» **Exercise input**
※
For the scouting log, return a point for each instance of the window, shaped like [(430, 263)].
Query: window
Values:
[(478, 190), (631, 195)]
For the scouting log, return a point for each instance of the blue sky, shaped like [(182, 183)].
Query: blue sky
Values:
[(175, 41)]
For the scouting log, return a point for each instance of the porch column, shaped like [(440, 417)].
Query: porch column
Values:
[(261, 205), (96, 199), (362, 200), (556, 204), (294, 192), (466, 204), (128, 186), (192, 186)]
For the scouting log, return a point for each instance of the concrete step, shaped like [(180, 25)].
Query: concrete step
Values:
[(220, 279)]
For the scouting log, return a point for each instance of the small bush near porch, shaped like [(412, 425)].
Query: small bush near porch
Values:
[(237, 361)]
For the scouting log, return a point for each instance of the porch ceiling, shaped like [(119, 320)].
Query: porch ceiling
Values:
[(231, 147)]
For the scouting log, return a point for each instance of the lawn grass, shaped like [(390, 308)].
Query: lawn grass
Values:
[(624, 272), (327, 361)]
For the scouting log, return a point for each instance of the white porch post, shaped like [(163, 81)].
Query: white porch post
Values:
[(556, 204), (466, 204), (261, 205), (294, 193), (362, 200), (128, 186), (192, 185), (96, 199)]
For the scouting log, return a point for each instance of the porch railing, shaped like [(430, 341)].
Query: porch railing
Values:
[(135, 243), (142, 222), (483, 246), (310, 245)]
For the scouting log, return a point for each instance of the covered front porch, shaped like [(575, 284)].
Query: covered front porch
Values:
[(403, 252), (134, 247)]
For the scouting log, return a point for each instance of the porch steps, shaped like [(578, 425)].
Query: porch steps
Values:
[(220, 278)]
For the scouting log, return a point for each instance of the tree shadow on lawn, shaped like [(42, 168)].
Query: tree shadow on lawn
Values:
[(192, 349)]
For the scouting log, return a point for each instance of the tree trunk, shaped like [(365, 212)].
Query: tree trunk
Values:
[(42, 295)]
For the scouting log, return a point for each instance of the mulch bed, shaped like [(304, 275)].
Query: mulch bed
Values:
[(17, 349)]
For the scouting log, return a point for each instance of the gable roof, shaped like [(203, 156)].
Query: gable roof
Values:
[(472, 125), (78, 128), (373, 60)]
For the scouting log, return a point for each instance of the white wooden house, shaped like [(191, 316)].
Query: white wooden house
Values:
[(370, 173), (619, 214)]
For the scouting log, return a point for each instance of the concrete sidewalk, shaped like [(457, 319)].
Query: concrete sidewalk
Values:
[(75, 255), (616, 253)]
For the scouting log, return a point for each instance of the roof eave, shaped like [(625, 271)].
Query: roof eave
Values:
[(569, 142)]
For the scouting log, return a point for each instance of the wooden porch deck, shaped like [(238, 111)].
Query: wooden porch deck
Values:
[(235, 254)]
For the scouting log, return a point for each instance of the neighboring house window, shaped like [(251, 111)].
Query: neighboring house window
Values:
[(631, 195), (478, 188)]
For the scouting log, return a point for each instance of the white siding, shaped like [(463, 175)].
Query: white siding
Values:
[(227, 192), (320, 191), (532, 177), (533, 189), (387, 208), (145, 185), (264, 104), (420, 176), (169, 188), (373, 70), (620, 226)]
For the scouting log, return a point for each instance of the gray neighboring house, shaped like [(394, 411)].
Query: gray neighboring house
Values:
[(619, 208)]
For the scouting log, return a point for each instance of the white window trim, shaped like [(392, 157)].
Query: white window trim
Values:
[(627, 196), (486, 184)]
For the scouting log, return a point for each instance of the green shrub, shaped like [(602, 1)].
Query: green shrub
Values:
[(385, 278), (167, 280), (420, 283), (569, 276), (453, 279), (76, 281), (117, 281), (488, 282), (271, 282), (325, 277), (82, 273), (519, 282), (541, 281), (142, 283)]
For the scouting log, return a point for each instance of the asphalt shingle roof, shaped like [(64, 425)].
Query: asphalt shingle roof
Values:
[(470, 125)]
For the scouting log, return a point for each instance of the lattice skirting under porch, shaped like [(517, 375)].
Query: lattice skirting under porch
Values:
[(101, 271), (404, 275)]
※
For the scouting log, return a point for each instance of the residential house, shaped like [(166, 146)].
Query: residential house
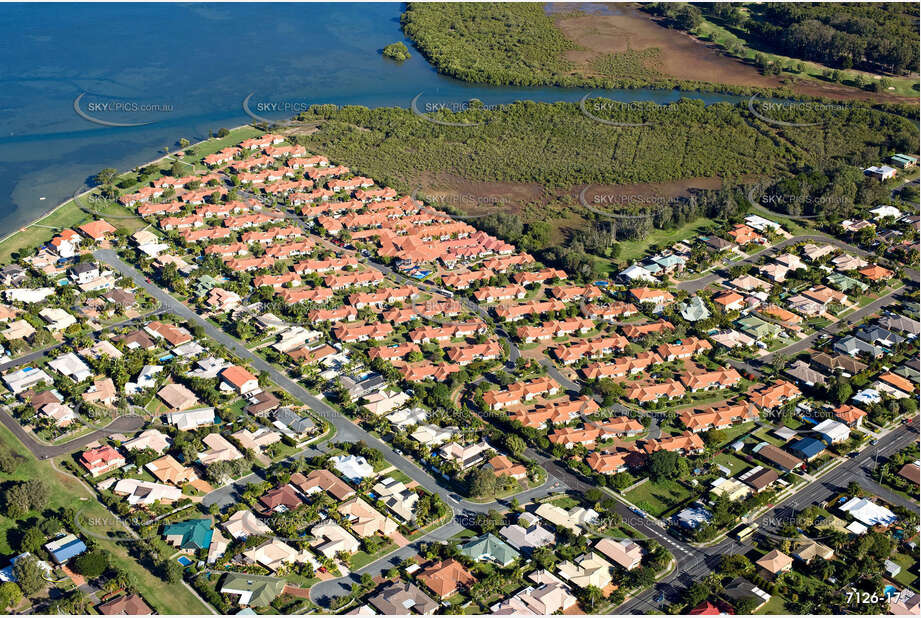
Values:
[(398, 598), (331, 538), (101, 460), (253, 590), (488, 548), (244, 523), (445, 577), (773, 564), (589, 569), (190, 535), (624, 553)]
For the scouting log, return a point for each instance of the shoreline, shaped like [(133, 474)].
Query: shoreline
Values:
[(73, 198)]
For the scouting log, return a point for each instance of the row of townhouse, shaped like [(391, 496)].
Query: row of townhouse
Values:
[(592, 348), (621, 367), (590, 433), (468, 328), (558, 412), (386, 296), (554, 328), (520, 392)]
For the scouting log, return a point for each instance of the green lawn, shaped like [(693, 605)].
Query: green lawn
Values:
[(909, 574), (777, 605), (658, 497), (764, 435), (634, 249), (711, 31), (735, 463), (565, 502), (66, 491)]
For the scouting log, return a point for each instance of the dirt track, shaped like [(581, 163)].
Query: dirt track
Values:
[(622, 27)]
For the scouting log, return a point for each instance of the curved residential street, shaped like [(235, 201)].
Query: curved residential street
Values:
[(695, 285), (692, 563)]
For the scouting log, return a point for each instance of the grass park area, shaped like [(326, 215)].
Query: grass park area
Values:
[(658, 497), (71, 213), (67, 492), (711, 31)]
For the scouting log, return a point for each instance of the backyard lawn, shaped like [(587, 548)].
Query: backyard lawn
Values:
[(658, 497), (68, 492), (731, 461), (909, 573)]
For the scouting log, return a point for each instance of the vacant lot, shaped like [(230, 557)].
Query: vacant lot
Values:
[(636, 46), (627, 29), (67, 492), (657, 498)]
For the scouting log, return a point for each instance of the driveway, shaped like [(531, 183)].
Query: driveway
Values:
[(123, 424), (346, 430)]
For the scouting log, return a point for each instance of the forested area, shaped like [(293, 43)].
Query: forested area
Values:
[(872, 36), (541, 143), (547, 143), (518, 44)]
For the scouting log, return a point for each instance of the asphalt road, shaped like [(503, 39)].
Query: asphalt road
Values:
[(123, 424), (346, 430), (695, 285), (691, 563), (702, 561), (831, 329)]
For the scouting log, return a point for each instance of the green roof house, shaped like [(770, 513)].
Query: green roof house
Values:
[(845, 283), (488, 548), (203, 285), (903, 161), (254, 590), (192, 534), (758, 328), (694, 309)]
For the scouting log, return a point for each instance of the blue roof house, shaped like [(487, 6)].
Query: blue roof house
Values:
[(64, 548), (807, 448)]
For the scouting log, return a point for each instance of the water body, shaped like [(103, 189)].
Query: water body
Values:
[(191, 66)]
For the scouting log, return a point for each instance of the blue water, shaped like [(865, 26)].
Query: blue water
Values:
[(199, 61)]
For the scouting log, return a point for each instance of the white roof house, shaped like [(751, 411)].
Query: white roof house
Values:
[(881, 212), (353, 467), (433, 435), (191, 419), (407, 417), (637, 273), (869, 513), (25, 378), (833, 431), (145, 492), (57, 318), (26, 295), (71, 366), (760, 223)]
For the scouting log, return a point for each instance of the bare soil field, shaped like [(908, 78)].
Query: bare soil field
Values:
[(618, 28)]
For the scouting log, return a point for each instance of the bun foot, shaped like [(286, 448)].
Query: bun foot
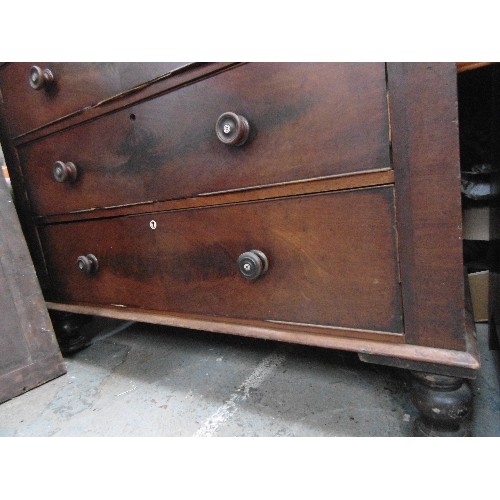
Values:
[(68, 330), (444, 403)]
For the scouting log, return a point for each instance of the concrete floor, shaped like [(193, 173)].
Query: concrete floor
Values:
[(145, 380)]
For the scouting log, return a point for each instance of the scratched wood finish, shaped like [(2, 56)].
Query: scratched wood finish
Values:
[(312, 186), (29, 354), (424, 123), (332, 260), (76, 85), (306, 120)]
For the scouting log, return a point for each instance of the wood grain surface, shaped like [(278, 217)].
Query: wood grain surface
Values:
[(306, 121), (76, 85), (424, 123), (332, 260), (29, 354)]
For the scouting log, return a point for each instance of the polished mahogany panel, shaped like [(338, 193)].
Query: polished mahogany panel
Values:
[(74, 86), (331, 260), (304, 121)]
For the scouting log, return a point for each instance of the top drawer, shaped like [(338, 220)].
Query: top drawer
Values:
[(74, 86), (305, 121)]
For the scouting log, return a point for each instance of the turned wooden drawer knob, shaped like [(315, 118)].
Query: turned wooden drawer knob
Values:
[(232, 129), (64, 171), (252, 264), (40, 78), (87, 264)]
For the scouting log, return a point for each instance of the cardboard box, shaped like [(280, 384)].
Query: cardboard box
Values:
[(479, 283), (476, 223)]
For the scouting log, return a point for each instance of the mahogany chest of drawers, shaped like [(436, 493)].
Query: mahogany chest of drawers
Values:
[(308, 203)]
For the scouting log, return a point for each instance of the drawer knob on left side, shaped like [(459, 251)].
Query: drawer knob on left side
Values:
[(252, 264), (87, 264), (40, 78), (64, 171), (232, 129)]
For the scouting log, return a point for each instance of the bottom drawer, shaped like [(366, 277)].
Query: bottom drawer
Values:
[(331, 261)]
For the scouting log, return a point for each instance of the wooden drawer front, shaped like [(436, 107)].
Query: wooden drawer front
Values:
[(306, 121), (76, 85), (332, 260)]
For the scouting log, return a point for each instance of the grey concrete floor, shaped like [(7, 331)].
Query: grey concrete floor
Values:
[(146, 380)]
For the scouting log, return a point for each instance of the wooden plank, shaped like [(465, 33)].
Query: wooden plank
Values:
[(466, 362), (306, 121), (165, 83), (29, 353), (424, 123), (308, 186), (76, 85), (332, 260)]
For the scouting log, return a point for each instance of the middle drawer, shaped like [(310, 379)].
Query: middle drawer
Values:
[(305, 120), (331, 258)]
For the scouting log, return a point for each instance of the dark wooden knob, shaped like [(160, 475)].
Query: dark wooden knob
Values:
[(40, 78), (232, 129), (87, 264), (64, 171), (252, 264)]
※
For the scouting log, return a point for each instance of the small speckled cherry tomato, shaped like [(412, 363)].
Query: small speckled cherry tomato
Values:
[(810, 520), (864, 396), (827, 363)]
※
» **What you have to do**
Can you print, unchanged, the material from the line with "like [(42, 168)]." to the line with "[(42, 295)]", including both of those lines and nothing else?

» **Answer to the problem**
For the scouting log, return a point for each instance of the tree shadow on lawn, shaped like [(42, 168)].
Query: tree shadow on lawn
Values:
[(192, 349)]
For the scouting log, return a point for each instance of the tree trunk, shaped like [(365, 212)].
Query: tree trunk
Values:
[(42, 295)]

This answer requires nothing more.